**Written problem:**
Set out every line of the listing as a numbered list, skipping blank lines and leaving out the pictures.
** start **
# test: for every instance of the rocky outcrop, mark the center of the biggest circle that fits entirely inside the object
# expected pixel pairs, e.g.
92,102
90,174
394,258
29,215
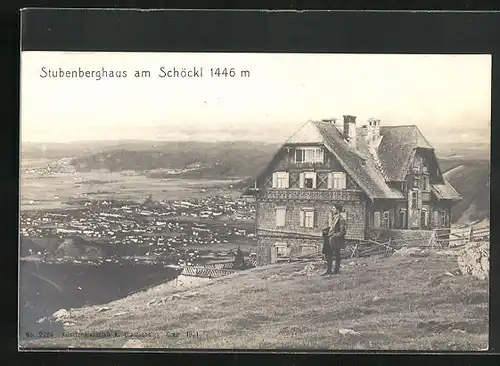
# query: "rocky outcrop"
76,247
474,260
** end **
**Answer to the exercise:**
1. # test: for every instance of the rocky outcrop, mark the center of the biggest circle that fits entirely inside the object
2. # expected pixel pairs, e.g.
3. 92,102
4. 90,174
5. 394,258
6. 29,215
7. # query: "rocky outcrop"
8. 76,247
9. 474,260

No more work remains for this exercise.